## RECORDS FOR THE EXERCISE
%%

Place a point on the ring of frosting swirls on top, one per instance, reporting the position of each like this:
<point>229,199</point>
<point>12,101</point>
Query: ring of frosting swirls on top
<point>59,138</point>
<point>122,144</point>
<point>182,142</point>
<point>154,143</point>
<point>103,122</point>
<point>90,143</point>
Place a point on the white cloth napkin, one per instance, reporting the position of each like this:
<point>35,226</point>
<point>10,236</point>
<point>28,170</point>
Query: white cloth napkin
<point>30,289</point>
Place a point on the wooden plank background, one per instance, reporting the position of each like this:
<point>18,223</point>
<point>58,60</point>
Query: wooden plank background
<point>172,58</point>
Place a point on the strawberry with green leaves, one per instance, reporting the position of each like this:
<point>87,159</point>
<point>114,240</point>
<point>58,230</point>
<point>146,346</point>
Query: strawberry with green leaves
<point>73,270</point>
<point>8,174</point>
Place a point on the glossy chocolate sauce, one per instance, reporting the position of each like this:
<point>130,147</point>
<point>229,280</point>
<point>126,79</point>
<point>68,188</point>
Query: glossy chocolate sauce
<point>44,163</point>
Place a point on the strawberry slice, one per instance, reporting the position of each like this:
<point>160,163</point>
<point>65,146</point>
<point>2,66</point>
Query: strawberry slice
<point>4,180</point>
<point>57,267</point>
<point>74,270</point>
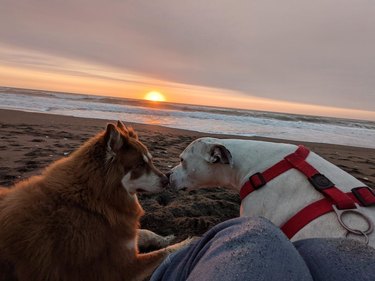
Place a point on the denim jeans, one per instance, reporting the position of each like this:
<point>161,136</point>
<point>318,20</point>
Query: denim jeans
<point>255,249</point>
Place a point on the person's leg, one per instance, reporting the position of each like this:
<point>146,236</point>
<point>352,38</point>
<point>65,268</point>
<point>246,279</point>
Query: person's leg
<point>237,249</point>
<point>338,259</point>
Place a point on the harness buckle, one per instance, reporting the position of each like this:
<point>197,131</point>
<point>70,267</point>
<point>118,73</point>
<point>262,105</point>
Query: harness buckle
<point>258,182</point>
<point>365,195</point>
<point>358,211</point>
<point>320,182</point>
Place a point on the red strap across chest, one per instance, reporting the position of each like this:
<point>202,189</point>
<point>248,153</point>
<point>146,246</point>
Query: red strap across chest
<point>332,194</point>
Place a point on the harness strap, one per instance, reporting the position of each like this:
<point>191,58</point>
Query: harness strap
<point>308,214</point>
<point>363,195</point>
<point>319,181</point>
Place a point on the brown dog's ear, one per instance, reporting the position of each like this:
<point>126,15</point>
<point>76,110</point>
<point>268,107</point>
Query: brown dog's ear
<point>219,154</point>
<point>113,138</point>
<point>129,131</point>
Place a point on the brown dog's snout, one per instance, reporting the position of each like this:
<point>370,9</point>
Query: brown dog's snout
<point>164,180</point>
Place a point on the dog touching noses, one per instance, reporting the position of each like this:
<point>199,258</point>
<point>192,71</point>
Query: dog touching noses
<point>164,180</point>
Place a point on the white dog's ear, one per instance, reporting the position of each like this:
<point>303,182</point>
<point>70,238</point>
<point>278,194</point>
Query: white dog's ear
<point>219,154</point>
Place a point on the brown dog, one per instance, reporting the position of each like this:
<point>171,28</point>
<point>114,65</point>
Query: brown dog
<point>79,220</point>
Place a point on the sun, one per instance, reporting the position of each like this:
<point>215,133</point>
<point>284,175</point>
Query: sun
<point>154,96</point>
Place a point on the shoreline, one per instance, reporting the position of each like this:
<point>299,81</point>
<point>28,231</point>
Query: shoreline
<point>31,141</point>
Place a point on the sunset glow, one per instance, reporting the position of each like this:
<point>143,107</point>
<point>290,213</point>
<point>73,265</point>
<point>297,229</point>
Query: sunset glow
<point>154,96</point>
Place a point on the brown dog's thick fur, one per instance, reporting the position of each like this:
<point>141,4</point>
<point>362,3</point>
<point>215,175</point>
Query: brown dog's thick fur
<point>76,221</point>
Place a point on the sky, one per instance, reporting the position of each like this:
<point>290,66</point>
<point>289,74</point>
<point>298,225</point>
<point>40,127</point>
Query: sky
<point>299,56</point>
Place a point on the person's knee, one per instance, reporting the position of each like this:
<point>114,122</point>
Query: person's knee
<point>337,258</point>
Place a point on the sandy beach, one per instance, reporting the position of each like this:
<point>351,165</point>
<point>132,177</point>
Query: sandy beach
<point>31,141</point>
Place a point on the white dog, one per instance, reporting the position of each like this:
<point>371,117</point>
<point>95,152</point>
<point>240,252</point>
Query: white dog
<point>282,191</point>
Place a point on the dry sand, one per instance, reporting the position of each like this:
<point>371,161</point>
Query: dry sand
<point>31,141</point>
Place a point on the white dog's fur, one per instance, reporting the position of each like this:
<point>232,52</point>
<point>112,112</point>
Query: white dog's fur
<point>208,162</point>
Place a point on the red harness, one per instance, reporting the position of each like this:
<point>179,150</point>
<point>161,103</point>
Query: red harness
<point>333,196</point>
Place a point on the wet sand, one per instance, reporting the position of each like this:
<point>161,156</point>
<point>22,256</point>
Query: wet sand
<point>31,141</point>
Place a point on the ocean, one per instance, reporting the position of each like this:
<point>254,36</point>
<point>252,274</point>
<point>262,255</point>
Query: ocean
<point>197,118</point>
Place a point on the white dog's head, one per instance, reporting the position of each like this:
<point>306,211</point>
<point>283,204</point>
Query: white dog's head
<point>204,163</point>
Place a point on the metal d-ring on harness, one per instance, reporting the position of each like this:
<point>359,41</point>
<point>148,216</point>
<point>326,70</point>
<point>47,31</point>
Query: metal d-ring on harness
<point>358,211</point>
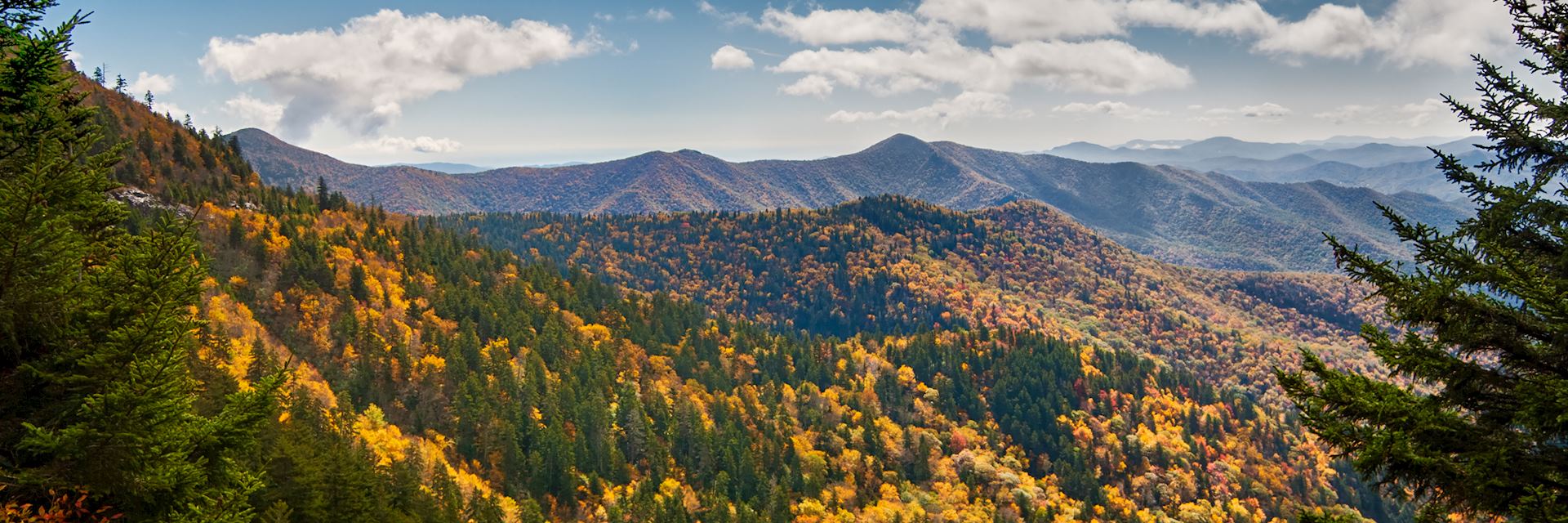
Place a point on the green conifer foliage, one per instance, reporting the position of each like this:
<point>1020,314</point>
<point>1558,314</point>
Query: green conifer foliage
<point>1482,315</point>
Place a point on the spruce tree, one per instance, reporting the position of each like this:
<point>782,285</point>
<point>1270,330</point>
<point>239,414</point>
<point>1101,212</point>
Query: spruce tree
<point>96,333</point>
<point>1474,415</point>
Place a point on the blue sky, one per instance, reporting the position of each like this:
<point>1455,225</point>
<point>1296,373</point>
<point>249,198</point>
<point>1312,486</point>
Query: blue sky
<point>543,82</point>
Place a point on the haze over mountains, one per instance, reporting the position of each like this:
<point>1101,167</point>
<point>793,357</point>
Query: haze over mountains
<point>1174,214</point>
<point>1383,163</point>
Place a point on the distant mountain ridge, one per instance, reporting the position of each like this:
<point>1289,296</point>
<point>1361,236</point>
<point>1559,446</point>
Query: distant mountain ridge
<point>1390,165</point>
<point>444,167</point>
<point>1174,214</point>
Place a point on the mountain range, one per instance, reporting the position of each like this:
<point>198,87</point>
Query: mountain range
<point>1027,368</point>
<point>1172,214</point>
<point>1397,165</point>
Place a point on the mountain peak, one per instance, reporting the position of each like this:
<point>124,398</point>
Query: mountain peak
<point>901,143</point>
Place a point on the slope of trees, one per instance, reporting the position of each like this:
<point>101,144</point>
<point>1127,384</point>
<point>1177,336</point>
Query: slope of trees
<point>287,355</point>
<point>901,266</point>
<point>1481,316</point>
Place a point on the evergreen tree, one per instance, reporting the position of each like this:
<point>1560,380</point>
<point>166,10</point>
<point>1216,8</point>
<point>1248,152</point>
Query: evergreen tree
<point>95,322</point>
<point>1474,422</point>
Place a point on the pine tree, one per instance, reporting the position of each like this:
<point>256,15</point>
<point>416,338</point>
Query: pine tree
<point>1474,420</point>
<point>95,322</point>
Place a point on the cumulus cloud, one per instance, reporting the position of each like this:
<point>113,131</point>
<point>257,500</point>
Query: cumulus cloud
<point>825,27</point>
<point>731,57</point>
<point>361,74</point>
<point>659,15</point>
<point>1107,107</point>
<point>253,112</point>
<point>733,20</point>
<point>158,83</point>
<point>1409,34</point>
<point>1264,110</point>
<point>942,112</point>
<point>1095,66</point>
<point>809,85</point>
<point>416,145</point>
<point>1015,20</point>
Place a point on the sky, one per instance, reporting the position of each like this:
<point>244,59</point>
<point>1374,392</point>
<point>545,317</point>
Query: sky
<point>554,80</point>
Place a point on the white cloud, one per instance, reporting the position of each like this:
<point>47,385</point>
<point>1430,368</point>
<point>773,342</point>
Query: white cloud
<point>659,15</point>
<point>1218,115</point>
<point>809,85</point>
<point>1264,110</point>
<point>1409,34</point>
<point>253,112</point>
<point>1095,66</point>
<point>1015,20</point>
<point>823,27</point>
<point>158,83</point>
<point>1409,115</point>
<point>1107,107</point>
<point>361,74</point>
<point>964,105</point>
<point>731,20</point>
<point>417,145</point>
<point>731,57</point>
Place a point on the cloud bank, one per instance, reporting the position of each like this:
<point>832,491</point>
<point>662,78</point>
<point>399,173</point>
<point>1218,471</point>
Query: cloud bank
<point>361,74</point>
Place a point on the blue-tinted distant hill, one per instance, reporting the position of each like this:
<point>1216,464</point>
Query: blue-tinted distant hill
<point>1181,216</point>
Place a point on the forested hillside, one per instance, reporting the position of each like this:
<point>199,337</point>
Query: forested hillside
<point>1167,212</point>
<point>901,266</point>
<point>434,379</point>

%%

## EXERCISE OBJECTIVE
Reproduce, word for word, the lines of the material above, starting at the line containing "Place a point on the spruce" and ending at the line containing "<point>1474,415</point>", both included.

## WRITTEN ANSWER
Place a point on the spruce tree, one per instance, reporting the position of each like this:
<point>782,285</point>
<point>1270,330</point>
<point>239,414</point>
<point>1101,212</point>
Query: spruce tree
<point>96,333</point>
<point>1474,415</point>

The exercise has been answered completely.